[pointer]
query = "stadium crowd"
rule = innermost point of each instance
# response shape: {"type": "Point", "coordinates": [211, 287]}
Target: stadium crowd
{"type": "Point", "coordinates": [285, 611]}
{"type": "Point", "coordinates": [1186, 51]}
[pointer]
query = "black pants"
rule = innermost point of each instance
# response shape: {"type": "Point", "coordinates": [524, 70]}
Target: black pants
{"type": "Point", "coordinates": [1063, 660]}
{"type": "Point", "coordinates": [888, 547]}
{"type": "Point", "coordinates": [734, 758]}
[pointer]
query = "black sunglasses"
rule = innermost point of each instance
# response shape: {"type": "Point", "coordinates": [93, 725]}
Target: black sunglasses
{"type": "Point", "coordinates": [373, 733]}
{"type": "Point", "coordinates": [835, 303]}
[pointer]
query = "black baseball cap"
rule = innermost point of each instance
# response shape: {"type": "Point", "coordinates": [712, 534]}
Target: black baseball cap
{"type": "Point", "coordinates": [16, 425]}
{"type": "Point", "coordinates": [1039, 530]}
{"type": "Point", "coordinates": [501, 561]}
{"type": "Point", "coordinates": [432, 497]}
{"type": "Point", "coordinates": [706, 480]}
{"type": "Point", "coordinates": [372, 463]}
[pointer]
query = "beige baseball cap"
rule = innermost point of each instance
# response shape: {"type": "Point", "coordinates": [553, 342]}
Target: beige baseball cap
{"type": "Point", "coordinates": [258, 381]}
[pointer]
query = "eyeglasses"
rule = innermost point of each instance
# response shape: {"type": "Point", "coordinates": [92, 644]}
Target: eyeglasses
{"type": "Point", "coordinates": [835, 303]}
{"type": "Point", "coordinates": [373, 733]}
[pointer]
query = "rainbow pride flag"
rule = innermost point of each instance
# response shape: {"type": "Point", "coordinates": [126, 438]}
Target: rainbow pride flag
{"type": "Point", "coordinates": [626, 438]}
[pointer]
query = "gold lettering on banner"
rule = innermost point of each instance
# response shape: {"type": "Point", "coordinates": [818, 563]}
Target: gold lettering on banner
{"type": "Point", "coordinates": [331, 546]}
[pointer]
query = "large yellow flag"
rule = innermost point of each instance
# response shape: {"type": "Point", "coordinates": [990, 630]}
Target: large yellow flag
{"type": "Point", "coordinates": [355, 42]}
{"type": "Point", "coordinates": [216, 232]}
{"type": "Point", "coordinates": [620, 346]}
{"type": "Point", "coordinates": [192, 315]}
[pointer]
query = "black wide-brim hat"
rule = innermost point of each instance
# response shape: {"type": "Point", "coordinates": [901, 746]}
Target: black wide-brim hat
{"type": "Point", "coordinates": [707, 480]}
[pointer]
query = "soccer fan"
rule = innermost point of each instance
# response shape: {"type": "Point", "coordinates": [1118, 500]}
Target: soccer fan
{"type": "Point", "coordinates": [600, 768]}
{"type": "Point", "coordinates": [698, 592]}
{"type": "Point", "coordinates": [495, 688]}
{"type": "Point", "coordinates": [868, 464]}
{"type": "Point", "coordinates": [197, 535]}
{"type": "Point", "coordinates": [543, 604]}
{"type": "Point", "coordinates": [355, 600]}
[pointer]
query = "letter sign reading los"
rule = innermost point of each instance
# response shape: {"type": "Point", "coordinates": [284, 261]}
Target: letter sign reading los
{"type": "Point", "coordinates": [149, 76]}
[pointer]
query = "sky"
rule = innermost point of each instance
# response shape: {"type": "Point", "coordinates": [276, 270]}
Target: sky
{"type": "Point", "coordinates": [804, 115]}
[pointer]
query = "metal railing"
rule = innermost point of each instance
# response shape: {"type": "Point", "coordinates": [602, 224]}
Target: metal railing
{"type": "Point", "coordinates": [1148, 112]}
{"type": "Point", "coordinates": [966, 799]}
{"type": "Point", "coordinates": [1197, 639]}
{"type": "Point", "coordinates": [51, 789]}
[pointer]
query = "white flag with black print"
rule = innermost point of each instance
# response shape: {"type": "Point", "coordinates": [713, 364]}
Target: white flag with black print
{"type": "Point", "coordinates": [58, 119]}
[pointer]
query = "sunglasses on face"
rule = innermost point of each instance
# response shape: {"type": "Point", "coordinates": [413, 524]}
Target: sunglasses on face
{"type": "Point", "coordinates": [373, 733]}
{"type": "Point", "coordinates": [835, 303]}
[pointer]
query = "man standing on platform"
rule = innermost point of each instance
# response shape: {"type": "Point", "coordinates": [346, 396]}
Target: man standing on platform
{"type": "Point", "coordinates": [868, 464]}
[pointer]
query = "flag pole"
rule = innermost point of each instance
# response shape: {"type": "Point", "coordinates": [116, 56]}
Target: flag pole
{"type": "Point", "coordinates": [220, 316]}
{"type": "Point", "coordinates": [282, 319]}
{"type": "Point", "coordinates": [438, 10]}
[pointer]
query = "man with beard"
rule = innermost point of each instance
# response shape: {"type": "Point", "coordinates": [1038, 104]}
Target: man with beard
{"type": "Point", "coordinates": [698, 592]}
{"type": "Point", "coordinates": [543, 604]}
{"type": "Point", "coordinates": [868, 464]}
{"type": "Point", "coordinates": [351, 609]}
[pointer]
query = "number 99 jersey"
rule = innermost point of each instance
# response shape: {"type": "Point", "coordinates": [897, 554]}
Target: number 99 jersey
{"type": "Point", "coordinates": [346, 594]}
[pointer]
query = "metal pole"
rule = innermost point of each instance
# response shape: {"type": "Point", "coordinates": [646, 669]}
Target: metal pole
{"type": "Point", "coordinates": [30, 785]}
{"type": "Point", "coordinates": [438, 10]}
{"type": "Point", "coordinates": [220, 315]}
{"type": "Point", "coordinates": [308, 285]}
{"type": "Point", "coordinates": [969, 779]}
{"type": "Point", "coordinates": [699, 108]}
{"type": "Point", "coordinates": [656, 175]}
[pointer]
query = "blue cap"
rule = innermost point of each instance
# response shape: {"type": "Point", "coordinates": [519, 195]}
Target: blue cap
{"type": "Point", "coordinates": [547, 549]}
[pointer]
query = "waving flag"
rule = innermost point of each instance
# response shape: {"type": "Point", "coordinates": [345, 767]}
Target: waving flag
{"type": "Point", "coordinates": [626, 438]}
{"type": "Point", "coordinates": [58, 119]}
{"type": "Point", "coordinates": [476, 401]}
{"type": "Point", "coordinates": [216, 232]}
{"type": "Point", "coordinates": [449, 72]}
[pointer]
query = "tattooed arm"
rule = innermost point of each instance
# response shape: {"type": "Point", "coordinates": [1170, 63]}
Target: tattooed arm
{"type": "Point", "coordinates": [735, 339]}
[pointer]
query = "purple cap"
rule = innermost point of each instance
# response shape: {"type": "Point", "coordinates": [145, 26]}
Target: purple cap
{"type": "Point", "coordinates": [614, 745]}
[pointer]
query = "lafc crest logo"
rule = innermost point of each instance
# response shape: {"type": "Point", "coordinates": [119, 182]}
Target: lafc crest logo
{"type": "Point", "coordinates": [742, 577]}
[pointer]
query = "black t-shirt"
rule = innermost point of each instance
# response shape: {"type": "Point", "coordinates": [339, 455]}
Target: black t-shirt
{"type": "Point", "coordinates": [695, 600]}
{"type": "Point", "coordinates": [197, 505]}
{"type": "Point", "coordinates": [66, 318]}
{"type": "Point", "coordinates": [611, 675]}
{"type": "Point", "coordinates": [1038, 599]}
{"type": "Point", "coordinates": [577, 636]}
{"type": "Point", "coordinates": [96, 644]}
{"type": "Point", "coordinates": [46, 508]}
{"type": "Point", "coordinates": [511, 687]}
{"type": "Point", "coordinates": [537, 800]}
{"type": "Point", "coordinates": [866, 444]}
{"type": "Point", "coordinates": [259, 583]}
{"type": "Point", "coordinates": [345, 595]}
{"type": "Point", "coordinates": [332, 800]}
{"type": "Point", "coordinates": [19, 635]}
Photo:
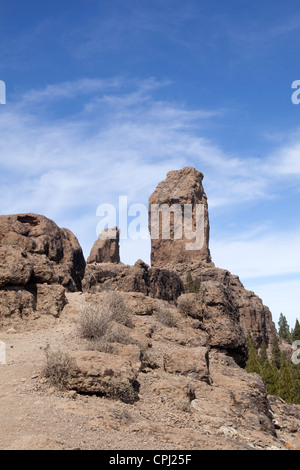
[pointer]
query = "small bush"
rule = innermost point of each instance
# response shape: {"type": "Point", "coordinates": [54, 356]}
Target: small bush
{"type": "Point", "coordinates": [59, 367]}
{"type": "Point", "coordinates": [102, 345]}
{"type": "Point", "coordinates": [118, 335]}
{"type": "Point", "coordinates": [94, 321]}
{"type": "Point", "coordinates": [148, 359]}
{"type": "Point", "coordinates": [167, 318]}
{"type": "Point", "coordinates": [118, 309]}
{"type": "Point", "coordinates": [125, 391]}
{"type": "Point", "coordinates": [185, 306]}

• _WHAT THIS TASK INVOLVES_: Extract each line of the data above that contains the string "banner". The match is case-sensitive.

• _TASK RESULT_:
query = "gold lettering on banner"
Target: gold lettering on banner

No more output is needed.